Sunday, November 14, 2010

What Peace Feels Like

It was an Ansel Adams kind of morning, the kind with soft snow resting on the branches of every tree and a stillness settling on everything. The only thing moving besides myself was the small rabbit I accidentally scared out of the lilac bushes that form a hedge in the back yard. I saw several sets of animal prints, some of which had wandered onto my back patio in the early hours of the morning, then through the snow to the apple orchard, stopping next to the barn.

I started with the notion of writing about Ansel Adams, but then I got this strong nudge to go out with my camera and see what I could see, noting those moments of grace that come when you take the time to look. I've always loved the details of any scene. Yes, the grandeur of the snow-capped mountains and the vista of a river valley with a ribbon of water winding through offer their own beauty, but give me the details, the close-ups of nature or of a ramshackle building, and that's when my eyes really start to see.

I walked around my yard, drawn by the prints that were leading me to the shed back by the barn. Unlatching the garden gate, it was fun to see my little patch of garden in quiet repose, all bedded down, "for a long winter's nap." Even in the silence of the oncoming winter something was happening in the non-happening. Maybe that's where everything that matters truly takes place.

Walking around its perimeter, stopping to see the barn and the garden from the far side of the fence, offered something different. I've always enjoyed seeing things from a new perspective, something I try to cultivate in all aspects of my life. 

In attempting to describe the feeling I had while walking around, I recalled something I had written down a few days earlier.The Greek philosopher, Plotinus, said, "Everything in the world is full of signs. All events are coordinated. All things depend on each other. Everything breathes together."  That's sort of how it felt, like I was a part, just a part, of something larger, something of a deeply quiet significance. Breathing in harmony with the earth, I felt what was happening in the non-happening, and I realized this is what peace feels like.


  1. I had to check where you live: Minnesota. What a beautiful snowfall already! Something was happening in the non happening...everything breathes together...This is a wonderful post on being sensitive to the minute details of every day life.

=-=-=

*Task set*:
(A) Repeat the stretch of the snowy-morning post from "It was an Ansel" through "to the barn.".
(B) Condense the paragraph of the snowy-morning post that begins "I walked around my yard" while keeping its main facts.
The items after the snowy-morning post are not required here.

=-=-=

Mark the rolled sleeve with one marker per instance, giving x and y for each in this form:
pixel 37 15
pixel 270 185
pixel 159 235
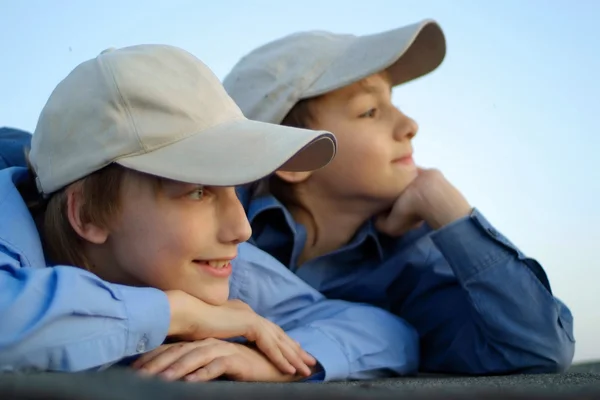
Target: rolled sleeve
pixel 471 245
pixel 149 316
pixel 326 350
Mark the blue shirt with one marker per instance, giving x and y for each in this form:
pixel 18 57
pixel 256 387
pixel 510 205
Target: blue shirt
pixel 479 304
pixel 63 318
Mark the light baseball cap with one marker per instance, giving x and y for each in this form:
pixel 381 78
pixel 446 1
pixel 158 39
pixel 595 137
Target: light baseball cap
pixel 157 109
pixel 270 80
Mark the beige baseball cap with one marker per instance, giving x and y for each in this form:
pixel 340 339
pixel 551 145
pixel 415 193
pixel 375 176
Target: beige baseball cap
pixel 270 80
pixel 157 109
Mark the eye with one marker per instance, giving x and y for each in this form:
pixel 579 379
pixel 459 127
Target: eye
pixel 197 193
pixel 369 114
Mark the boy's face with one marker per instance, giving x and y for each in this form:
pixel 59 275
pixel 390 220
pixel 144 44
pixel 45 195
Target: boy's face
pixel 374 157
pixel 179 236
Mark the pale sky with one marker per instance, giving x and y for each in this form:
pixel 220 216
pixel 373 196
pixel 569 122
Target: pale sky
pixel 510 116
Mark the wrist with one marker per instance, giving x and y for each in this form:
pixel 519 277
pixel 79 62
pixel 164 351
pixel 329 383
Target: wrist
pixel 444 206
pixel 181 322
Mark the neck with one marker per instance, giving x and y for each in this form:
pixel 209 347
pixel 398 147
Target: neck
pixel 329 223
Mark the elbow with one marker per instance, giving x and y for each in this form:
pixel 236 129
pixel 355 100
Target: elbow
pixel 560 360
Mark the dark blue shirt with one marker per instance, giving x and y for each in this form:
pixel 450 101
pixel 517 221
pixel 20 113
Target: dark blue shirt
pixel 479 304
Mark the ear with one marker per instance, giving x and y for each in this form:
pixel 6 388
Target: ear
pixel 293 177
pixel 86 230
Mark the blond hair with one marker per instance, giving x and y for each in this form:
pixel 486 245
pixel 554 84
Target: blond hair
pixel 100 194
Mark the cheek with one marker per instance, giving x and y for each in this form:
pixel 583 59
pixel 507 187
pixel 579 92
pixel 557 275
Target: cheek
pixel 360 156
pixel 155 249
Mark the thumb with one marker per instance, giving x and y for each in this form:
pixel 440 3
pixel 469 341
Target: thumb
pixel 398 220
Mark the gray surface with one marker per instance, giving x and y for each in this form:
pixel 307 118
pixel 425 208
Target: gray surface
pixel 583 381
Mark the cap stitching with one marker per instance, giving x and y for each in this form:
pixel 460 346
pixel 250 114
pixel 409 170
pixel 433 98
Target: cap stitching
pixel 125 105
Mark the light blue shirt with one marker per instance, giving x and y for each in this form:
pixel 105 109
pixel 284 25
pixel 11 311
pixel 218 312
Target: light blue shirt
pixel 63 318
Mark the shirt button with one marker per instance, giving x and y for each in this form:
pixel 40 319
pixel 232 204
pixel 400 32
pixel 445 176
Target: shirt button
pixel 141 347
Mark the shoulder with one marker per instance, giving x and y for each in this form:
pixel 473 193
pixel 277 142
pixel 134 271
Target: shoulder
pixel 13 143
pixel 18 233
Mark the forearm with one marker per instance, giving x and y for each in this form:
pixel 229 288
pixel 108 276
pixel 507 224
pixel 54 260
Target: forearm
pixel 67 319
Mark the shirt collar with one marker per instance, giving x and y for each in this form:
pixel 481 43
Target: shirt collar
pixel 258 204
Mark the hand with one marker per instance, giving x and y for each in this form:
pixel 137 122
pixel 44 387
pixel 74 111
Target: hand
pixel 430 198
pixel 193 319
pixel 209 359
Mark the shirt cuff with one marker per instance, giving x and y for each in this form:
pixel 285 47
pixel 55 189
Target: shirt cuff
pixel 471 245
pixel 326 350
pixel 148 315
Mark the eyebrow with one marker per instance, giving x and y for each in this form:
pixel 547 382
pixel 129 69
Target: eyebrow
pixel 368 89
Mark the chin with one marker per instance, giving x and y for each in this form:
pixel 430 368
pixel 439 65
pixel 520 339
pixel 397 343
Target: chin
pixel 215 299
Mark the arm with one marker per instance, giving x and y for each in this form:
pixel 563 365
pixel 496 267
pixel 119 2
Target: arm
pixel 480 305
pixel 67 319
pixel 350 341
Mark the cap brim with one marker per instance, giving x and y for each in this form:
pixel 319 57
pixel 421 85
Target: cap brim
pixel 237 153
pixel 407 53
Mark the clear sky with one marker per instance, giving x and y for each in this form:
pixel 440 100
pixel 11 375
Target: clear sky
pixel 511 116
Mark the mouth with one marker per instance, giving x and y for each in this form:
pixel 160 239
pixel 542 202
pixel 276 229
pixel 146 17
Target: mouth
pixel 404 160
pixel 218 268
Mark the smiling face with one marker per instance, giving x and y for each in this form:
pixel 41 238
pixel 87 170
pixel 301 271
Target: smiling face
pixel 171 236
pixel 374 157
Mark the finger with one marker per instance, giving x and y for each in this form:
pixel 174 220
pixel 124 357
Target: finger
pixel 210 371
pixel 293 354
pixel 306 357
pixel 146 357
pixel 271 348
pixel 161 361
pixel 190 362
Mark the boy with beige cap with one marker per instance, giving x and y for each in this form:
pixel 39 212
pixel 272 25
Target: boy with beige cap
pixel 372 226
pixel 126 229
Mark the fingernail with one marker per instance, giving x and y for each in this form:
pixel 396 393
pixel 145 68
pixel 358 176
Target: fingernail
pixel 167 374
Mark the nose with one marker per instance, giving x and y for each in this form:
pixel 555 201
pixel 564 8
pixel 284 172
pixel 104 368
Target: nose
pixel 405 128
pixel 234 227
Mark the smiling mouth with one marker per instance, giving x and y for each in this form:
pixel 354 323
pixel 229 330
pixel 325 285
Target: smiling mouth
pixel 217 264
pixel 406 160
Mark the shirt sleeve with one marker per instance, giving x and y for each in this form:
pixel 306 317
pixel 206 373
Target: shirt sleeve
pixel 67 319
pixel 349 340
pixel 481 306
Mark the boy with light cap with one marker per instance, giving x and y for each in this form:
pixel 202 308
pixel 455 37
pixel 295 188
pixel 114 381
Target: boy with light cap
pixel 373 227
pixel 126 229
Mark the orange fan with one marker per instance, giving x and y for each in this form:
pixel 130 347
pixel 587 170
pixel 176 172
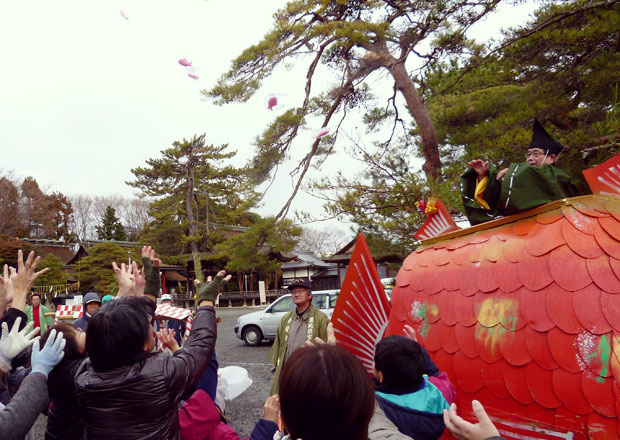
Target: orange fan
pixel 362 311
pixel 438 222
pixel 604 179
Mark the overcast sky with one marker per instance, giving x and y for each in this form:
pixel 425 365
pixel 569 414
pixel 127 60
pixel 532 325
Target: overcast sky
pixel 86 95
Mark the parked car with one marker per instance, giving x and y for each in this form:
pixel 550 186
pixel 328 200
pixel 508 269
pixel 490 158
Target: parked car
pixel 254 327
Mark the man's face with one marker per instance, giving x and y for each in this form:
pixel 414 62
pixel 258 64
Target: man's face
pixel 301 297
pixel 92 307
pixel 536 157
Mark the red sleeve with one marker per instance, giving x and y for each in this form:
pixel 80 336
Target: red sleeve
pixel 199 419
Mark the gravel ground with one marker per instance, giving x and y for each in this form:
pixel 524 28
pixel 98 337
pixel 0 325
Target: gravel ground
pixel 247 409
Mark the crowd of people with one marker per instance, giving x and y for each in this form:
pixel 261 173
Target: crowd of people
pixel 103 377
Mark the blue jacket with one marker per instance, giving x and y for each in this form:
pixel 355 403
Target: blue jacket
pixel 419 414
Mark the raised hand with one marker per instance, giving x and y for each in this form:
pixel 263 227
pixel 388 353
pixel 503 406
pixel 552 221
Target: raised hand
pixel 139 279
pixel 166 339
pixel 6 289
pixel 501 174
pixel 271 410
pixel 43 361
pixel 464 430
pixel 23 279
pixel 12 343
pixel 125 279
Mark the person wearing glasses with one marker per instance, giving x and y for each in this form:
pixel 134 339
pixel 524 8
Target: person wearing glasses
pixel 488 194
pixel 303 323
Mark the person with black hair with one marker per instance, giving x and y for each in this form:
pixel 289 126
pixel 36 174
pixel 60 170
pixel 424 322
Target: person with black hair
pixel 488 193
pixel 325 393
pixel 409 388
pixel 123 390
pixel 64 421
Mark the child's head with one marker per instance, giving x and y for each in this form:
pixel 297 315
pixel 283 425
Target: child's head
pixel 399 363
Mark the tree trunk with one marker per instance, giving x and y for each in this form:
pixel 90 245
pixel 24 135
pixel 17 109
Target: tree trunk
pixel 430 147
pixel 190 219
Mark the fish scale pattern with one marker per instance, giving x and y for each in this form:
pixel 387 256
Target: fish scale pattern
pixel 525 316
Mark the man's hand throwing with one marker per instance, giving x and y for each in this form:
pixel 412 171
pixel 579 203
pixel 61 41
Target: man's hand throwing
pixel 481 167
pixel 464 430
pixel 125 279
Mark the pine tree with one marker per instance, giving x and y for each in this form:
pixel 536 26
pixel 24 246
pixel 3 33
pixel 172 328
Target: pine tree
pixel 111 227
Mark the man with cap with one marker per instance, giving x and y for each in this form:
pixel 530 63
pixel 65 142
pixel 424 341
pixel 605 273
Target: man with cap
pixel 91 305
pixel 303 323
pixel 488 194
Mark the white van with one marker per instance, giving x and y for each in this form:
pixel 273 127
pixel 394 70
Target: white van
pixel 252 328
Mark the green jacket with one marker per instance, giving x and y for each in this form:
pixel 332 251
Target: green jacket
pixel 522 188
pixel 317 326
pixel 46 321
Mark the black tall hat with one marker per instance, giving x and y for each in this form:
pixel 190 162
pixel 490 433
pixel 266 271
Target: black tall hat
pixel 541 139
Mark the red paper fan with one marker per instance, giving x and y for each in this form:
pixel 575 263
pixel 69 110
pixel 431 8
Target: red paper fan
pixel 362 311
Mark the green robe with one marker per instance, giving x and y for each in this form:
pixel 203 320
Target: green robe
pixel 45 321
pixel 317 327
pixel 522 188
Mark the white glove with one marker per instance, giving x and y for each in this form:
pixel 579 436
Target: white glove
pixel 12 343
pixel 44 360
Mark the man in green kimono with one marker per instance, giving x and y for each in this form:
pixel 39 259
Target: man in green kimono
pixel 303 323
pixel 488 194
pixel 36 313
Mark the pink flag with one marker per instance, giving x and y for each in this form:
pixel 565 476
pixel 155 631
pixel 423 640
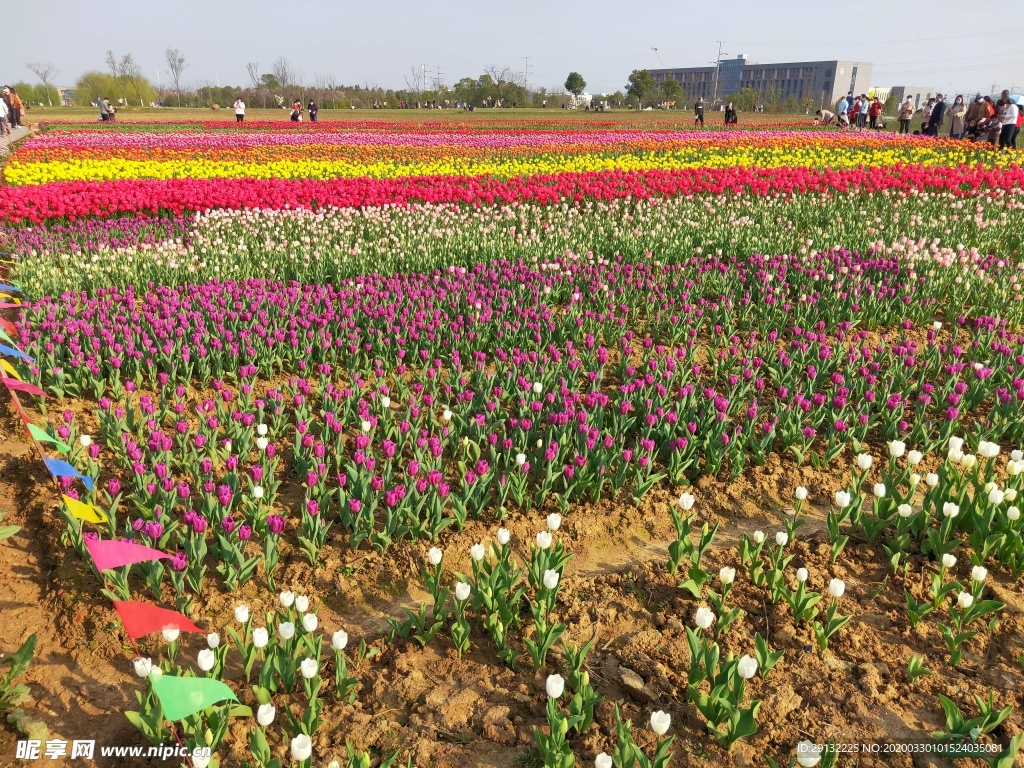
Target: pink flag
pixel 111 553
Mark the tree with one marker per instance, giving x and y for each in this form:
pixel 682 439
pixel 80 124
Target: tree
pixel 640 83
pixel 45 73
pixel 574 83
pixel 175 66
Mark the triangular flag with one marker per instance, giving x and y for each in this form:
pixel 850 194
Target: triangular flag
pixel 143 619
pixel 23 386
pixel 40 435
pixel 84 511
pixel 183 696
pixel 60 468
pixel 112 553
pixel 10 370
pixel 11 352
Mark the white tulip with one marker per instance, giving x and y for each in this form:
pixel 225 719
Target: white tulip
pixel 808 754
pixel 308 668
pixel 264 715
pixel 143 667
pixel 705 617
pixel 555 686
pixel 748 667
pixel 659 722
pixel 302 748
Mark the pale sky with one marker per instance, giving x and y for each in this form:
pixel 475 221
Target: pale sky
pixel 951 45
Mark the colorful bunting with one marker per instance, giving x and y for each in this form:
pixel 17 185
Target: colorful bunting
pixel 60 468
pixel 183 696
pixel 11 352
pixel 144 619
pixel 41 436
pixel 83 511
pixel 113 553
pixel 23 386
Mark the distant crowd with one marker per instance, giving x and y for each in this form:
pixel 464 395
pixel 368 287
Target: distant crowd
pixel 997 122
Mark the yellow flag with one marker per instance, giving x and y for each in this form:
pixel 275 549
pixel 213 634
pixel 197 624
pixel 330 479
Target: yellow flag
pixel 9 369
pixel 84 511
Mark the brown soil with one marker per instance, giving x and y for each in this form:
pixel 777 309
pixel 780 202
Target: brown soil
pixel 475 712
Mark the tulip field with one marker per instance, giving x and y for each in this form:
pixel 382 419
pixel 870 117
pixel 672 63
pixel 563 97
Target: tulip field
pixel 515 443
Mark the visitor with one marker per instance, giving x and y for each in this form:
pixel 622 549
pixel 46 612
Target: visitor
pixel 16 109
pixel 873 113
pixel 844 112
pixel 938 114
pixel 1008 123
pixel 823 117
pixel 905 115
pixel 956 114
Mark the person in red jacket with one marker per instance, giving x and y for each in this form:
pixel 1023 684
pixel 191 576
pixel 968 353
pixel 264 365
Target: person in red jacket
pixel 873 113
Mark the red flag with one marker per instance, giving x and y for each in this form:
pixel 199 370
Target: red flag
pixel 112 553
pixel 143 619
pixel 23 386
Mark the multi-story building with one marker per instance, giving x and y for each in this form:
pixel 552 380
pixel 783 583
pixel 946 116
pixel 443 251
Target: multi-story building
pixel 822 82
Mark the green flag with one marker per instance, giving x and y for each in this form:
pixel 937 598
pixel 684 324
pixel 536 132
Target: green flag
pixel 183 696
pixel 41 435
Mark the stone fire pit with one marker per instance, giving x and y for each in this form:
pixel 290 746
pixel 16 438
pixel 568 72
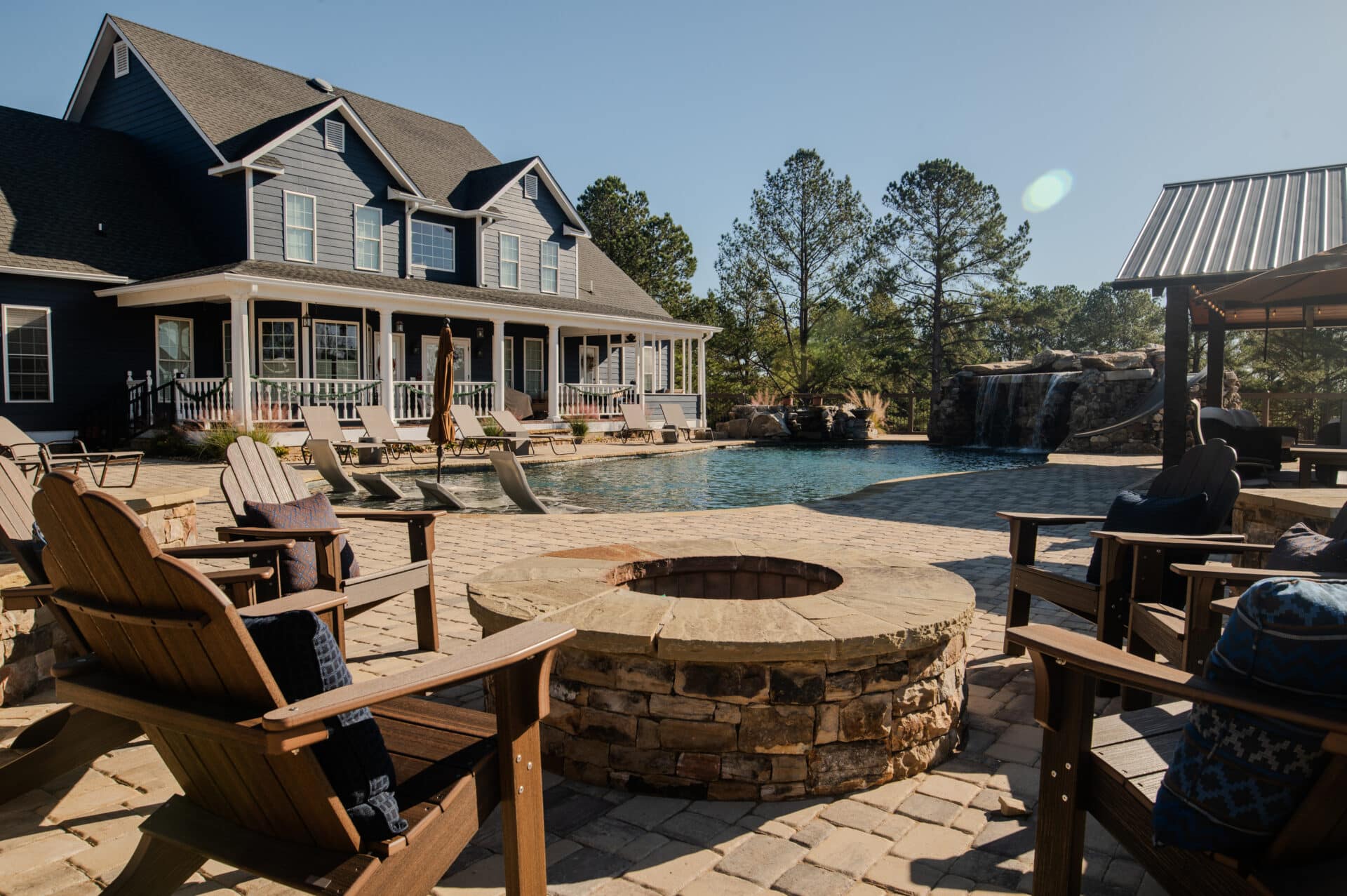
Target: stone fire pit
pixel 741 670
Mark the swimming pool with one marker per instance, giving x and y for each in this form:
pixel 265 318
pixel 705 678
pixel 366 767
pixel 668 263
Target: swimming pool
pixel 726 477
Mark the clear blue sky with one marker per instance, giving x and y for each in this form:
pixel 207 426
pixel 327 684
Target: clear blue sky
pixel 694 101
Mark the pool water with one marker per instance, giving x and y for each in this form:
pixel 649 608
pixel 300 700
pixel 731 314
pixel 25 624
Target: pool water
pixel 723 477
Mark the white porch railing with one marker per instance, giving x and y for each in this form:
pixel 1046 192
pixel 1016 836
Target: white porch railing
pixel 202 399
pixel 594 399
pixel 279 401
pixel 413 398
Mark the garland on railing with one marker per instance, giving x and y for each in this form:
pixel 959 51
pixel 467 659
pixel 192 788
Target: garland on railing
pixel 317 396
pixel 200 396
pixel 590 394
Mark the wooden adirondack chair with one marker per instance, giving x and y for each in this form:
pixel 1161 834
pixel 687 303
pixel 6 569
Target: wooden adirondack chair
pixel 70 737
pixel 1111 768
pixel 256 474
pixel 174 657
pixel 1209 468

=-=-=

*Outputs for the tasks*:
(A)
It was an Ansel Adams kind of morning, the kind with soft snow resting on the branches of every tree and a stillness settling on everything. The only thing moving besides myself was the small rabbit I accidentally scared out of the lilac bushes that form a hedge in the back yard. I saw several sets of animal prints, some of which had wandered onto my back patio in the early hours of the morning, then through the snow to the apple orchard, stopping next to the barn.

(B) Following animal prints toward the shed by the barn, the writer opened the garden gate and found the garden bedded down "for a long winter's nap." Even in that winter silence, something was happening in the non-happening, perhaps where everything that matters takes place.